▶ Tasks:
a: From the comment on racial and ethnic terms, set down the passage starting with "I live in an" and going on through "it, thank God!.)".
b: According to the comment on racial and ethnic terms, about what percentage of the students at the writer's high school were Hispanic or Latino?
c: Write what comes next in the comment on racial and ethnic terms, picking up after its final sentence.

▶ Selected passage:
"""

I live in an area with a high percentage of black people in the US.  They refer to themselves as black. African-American doesn't really work well because it leaves out other black groups like blacks from the Caribbean.

"Colored" has negative connotations related to segregation, Jim Crow, lynchings, white supremacist views, etc.   We wanted to climb under the table out of embarrassment when my husband's granny, white woman born and raised in rural Mississippi in the early 1900s, used that term to refer to the wait staff (who weren't present when she used it, thank God!.)

I'm from PHX and there's a divide between the terms Latino/a/x and Hispanic.  When I went to high school, about 40% of the students fell into that category and most referred to themselves as Hispanic. I think I hear Latino more now, and I do know a significant percentage don't like the gender neutral Latinx. They also identify as Mexican, Guatemalan, Puerto Rican, and such.

"""

▶ Extracted material:
"""

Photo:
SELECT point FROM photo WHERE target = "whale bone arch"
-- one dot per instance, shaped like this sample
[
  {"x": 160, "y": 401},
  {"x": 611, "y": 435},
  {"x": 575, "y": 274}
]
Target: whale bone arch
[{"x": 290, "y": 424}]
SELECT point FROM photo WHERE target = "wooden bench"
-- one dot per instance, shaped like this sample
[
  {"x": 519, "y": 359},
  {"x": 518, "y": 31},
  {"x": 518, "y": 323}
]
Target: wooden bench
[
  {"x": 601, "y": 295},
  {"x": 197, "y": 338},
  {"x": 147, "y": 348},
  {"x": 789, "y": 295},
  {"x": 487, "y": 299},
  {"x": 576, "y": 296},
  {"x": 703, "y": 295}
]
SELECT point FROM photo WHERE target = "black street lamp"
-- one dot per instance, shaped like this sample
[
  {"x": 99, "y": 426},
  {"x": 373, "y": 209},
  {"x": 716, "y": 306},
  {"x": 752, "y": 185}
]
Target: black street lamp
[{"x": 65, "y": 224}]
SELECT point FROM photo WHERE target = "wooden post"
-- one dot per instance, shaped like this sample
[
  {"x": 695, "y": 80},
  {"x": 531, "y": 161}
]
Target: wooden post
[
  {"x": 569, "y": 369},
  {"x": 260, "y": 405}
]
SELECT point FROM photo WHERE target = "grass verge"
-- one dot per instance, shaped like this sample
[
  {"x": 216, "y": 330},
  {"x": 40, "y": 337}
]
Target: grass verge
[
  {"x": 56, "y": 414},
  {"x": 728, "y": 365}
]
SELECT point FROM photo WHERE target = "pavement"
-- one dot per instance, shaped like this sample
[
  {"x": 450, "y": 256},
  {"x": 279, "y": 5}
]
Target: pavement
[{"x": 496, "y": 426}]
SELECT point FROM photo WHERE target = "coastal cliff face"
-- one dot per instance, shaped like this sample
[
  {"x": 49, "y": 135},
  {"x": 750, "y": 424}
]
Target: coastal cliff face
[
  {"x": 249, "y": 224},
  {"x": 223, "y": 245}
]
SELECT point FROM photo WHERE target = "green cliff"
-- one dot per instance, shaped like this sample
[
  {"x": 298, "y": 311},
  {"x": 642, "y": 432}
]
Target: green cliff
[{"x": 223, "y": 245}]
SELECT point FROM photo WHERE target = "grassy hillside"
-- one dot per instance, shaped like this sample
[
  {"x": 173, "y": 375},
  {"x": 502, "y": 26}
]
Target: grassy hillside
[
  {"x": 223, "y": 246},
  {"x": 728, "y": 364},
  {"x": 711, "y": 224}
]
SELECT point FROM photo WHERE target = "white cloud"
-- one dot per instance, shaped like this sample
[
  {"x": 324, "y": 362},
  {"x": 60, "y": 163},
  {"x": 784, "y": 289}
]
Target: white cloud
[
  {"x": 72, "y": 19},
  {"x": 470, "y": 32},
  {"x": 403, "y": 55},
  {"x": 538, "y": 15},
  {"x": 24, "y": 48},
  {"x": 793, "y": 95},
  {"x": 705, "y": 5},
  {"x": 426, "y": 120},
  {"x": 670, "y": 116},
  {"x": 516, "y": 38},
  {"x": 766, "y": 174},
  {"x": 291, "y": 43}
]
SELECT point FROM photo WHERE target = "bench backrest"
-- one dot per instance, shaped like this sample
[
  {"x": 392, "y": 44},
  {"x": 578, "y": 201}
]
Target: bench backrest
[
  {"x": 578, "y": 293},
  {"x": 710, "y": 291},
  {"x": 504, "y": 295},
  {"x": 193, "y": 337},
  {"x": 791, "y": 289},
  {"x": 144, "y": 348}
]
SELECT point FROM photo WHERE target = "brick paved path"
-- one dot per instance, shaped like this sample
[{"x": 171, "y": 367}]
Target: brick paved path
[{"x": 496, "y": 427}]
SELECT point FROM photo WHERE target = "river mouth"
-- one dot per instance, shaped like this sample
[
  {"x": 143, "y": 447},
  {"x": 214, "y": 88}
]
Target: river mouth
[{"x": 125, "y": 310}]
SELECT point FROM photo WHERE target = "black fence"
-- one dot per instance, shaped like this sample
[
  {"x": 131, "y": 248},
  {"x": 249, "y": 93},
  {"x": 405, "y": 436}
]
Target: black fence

"""

▶ Answers to each task:
a:
I live in an area with a high percentage of black people in the US.  They refer to themselves as black. African-American doesn't really work well because it leaves out other black groups like blacks from the Caribbean.

"Colored" has negative connotations related to segregation, Jim Crow, lynchings, white supremacist views, etc.   We wanted to climb under the table out of embarrassment when my husband's granny, white woman born and raised in rural Mississippi in the early 1900s, used that term to refer to the wait staff (who weren't present when she used it, thank God!.)

b: About 40%.

c:
I use white and Caucasian interchangeably and it often comes up in the context of my family because of the 5 of us, one is Asian and the rest of us are Caucasian or white. Interestingly, we adopted her from S. Korea, and on her official Korean paperwork, her race is listed as Korean, not Asian.  Not every culture categorizes race the same way.

My sons-in-law are mixed with one being half Mexican and half Irish ancestry and other being 3/4 white and qualifying as Native American/First Nation (NA/FN) with the US government because of the other 1/4.  He looks white with light skin and dark brown eyes and dark brown hair. He doesn't identify as NA/FN.  I'll have to ask him if he identifies as such on Census and other paperwork that allow for multiple answers.  I know he didn't for college; if he had he could've gone for free or almost free, but didn't out of respect to his granny's tribe (Hopi.) Many people with NA/FN ancestry use the term "descendant" instead of identifying as a tribal member, usually when they're less than half and weren't raised in the culture. 

We have quite a few Asian immigrant friends.  They all refer to themselves as Asian and their country of origin interchangeably like Indian, Filipino, Korean, Vietnamese, etc.  

I don't understand this.  Why would it be disrespectful to his granny for him to use NA funds that he qualifies for to go to college.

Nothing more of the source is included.